| WHAT YOU SHOULD DO |
Please copy, exactly as written, the span from the first line below to the line that contains "box: [804, 438, 852, 644]", including both, and skip the pictures.

*** MATERIAL TO PROCESS ***

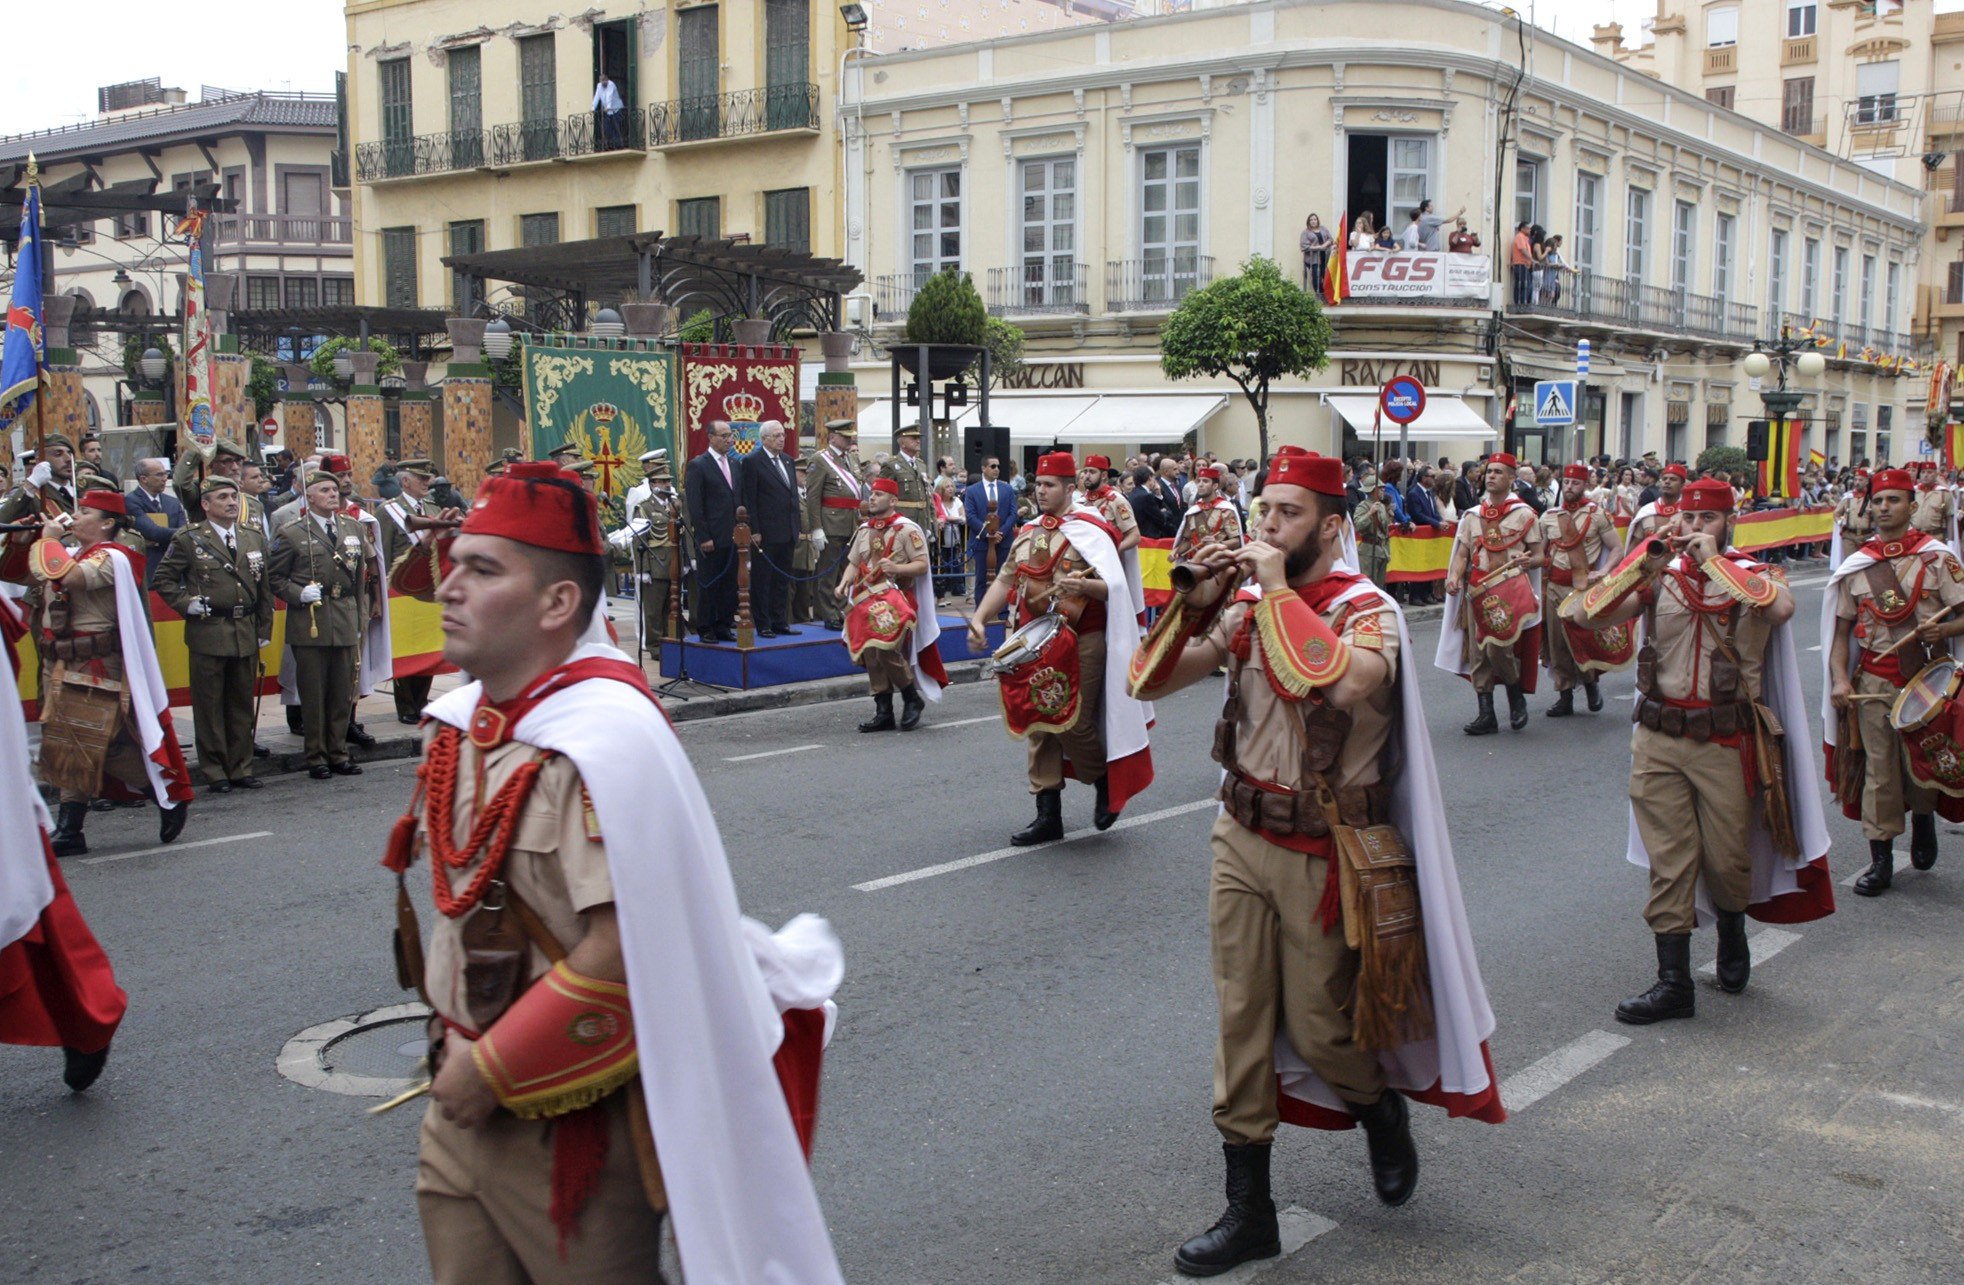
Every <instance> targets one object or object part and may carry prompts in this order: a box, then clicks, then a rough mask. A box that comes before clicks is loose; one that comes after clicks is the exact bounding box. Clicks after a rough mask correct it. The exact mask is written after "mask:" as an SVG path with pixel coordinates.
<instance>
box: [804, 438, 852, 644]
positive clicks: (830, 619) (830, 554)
mask: <svg viewBox="0 0 1964 1285" xmlns="http://www.w3.org/2000/svg"><path fill="white" fill-rule="evenodd" d="M825 432H827V440H825V448H823V450H821V452H819V458H817V460H815V462H813V464H811V475H809V477H807V481H805V531H809V532H811V550H813V570H817V572H819V578H817V580H813V582H811V591H813V595H815V597H817V607H819V621H821V623H823V625H825V627H827V629H833V631H837V629H839V627H841V623H843V621H845V607H843V605H841V601H839V574H841V572H843V570H845V560H846V546H848V544H852V532H854V531H858V511H860V505H862V503H864V499H866V483H864V481H862V479H860V462H858V454H856V448H858V420H854V419H833V420H825Z"/></svg>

***

| RESULT OF THE TASK |
Every <instance> targets one object or object part and may carry prompts in this order: a box, then clicks, then a rough mask. A box that comes before clicks is loose; one that comes after clicks is the exact bounding box. Clicks after a rough mask correct it. The exact mask is written after "mask:" as an SVG path with pixel coordinates.
<instance>
box: [804, 438, 852, 644]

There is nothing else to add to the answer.